WORK ITEM |
The records sit below this line. Repeat all of them exactly.

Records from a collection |
= = = = =

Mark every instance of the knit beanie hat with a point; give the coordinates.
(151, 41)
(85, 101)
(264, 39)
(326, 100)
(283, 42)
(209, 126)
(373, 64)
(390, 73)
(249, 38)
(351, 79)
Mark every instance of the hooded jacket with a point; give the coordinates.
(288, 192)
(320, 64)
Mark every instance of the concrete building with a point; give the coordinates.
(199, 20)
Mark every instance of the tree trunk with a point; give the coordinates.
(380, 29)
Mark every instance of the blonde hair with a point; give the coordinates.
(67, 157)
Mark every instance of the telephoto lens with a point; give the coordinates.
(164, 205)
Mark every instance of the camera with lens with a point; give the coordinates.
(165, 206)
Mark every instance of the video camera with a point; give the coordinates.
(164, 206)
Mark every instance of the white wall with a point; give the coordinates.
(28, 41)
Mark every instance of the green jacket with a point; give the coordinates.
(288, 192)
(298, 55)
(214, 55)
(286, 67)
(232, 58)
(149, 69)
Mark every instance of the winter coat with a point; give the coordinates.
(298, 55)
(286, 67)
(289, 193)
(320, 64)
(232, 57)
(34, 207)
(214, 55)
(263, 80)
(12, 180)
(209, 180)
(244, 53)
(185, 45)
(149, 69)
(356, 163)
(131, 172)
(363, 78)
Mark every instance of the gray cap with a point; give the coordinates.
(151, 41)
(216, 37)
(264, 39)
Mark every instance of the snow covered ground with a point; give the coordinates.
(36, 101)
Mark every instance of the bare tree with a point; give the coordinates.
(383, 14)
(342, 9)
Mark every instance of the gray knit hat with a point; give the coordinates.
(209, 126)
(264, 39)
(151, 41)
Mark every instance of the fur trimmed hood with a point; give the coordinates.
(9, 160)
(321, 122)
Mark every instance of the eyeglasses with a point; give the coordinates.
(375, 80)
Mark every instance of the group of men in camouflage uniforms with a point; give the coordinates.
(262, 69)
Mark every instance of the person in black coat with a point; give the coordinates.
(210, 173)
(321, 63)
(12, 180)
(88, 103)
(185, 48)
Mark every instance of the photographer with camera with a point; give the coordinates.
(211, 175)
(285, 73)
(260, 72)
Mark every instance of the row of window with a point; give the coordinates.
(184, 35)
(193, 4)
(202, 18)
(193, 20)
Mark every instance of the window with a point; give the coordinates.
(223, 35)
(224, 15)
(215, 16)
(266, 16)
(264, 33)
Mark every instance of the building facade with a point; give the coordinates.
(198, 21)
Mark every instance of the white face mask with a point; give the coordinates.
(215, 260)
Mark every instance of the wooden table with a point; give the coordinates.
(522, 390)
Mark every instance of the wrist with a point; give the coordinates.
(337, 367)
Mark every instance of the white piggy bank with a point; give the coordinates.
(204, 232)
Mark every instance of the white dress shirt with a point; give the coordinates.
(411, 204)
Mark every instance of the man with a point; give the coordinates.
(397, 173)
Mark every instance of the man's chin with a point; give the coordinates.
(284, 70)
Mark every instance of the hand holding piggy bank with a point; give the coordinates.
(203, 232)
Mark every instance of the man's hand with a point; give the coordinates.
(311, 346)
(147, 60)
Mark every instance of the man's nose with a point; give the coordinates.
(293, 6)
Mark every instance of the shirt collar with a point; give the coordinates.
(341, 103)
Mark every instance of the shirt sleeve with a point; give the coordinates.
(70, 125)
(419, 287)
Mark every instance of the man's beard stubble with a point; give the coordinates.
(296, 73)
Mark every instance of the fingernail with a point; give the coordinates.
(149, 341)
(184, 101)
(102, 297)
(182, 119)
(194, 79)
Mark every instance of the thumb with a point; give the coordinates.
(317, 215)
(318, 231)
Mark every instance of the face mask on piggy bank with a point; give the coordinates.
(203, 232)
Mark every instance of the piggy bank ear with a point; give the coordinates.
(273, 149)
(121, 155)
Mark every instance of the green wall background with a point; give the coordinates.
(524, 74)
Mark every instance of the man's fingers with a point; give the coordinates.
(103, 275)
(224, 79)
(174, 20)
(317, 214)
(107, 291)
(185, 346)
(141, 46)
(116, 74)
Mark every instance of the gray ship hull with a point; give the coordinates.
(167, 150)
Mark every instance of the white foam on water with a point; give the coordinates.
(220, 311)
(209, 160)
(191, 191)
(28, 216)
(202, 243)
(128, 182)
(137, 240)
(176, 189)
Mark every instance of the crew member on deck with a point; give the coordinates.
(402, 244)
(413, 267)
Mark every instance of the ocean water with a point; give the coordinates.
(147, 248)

= = = = =

WRITTEN ANSWER |
Mark every instance of the knit beanie hat with a point; give the coordinates.
(151, 41)
(85, 101)
(264, 39)
(326, 100)
(283, 42)
(209, 126)
(373, 64)
(390, 73)
(249, 38)
(351, 79)
Mark every instance of the hooded jacket with a point; give the coordinates.
(288, 192)
(320, 64)
Mark every instance of the concrete building with a point; give the coordinates.
(199, 20)
Mark every instance of the tree trunk with a point; give the coordinates.
(380, 29)
Mark every instance of the blonde hair with a point; give the coordinates.
(67, 157)
Mark every instance of the telephoto lens with a point; give the coordinates.
(164, 205)
Mark every instance of the camera with lens with a point; give the coordinates.
(165, 206)
Mark every instance of the video camera with a point; give the coordinates.
(164, 206)
Mark every instance of the white wall with a point; give the coordinates.
(28, 41)
Mark every instance of the green jacket with a point; give the coordinates.
(288, 192)
(298, 55)
(214, 55)
(286, 67)
(232, 58)
(149, 69)
Mark every instance of the winter coat with a point; give the coordinates.
(298, 55)
(286, 67)
(289, 193)
(320, 64)
(232, 57)
(34, 207)
(214, 55)
(263, 80)
(12, 180)
(209, 180)
(244, 53)
(185, 45)
(149, 69)
(356, 163)
(131, 172)
(363, 78)
Mark every instance of the gray cap with a point; give the coordinates.
(151, 41)
(216, 37)
(264, 39)
Mark every instance of the snow covered ground with a point; give the coordinates.
(36, 101)
Mark every instance of the bare tree with a point; give the coordinates.
(383, 14)
(342, 9)
Mark every instance of the gray knit hat with a point; give the coordinates.
(209, 126)
(264, 39)
(151, 41)
Mark every instance of the fur trimmed hood with a point; give the coordinates.
(9, 160)
(321, 122)
Mark every instance of the eyeglasses with a point; give the coordinates.
(375, 80)
Mark every instance of the group of men in camouflage uniforms with a point; give the coordinates.
(262, 69)
Mark every instance of the person in black coat with a point; give the coordinates.
(210, 173)
(321, 63)
(12, 180)
(88, 103)
(185, 48)
Mark every instance of the photographer with camera with a point; give the coordinates.
(211, 175)
(285, 73)
(260, 72)
Mark every instance of the row of window with a point; give the coordinates.
(184, 35)
(193, 4)
(202, 18)
(193, 20)
Mark every instance of the window with a point; give the coordinates.
(223, 35)
(224, 15)
(215, 16)
(266, 16)
(264, 33)
Mark every instance of the building facade with a point; give the coordinates.
(198, 21)
Mark every instance of the white face mask with a point; give the coordinates.
(215, 260)
Mark every instance of the wooden table with a point; give the coordinates.
(522, 390)
Mark every instance of the wrist with a point; give the coordinates.
(337, 367)
Mark every instance of the white piggy bank with a point; give the coordinates.
(204, 232)
Mark every instance of the white dress shirt with a point; give the coordinates.
(411, 204)
Mark every instance of the man with a point; give the coordinates.
(397, 173)
Mark every instance of the man's chin with a point; give the coordinates.
(284, 70)
Mark every instance of the hand holding piggy bank with a point; give the coordinates.
(203, 232)
Mark every instance of the man's hand with a point; give the coordinates.
(311, 346)
(147, 60)
Mark every instance of the man's nose with a point; give the coordinates.
(293, 6)
Mark every instance of the shirt collar with a point; give the coordinates.
(341, 103)
Mark every instance of the shirt sleeve with a point; give the coordinates.
(70, 125)
(419, 287)
Mark every instance of the man's beard stubble with a point; give the coordinates.
(296, 73)
Mark every instance of the fingernail with a point; give the coordinates.
(149, 341)
(184, 101)
(102, 297)
(182, 119)
(194, 79)
Mark every instance of the thumb with a point; give the coordinates.
(317, 215)
(318, 231)
Mark every instance of the face mask on piggy bank with a point; give the coordinates.
(203, 232)
Mark every instance of the piggy bank ear with a point; give the coordinates.
(273, 149)
(121, 155)
Mark every instance of the green wall background with a point; give the coordinates.
(524, 74)
Mark every instance of the man's fingers with a point; give the coordinates.
(103, 275)
(224, 79)
(174, 20)
(317, 214)
(107, 291)
(185, 346)
(141, 46)
(116, 74)
Mark every instance of the gray ship hull with a point; give the coordinates.
(167, 150)
Mark every instance of the white foam on water with a point; give the coordinates.
(220, 311)
(209, 160)
(191, 191)
(28, 216)
(202, 243)
(128, 182)
(137, 240)
(176, 189)
Mark every instance of the crew member on deck with a point; give the coordinates.
(402, 244)
(413, 267)
Mark every instance of the ocean water with a point; give the coordinates.
(147, 248)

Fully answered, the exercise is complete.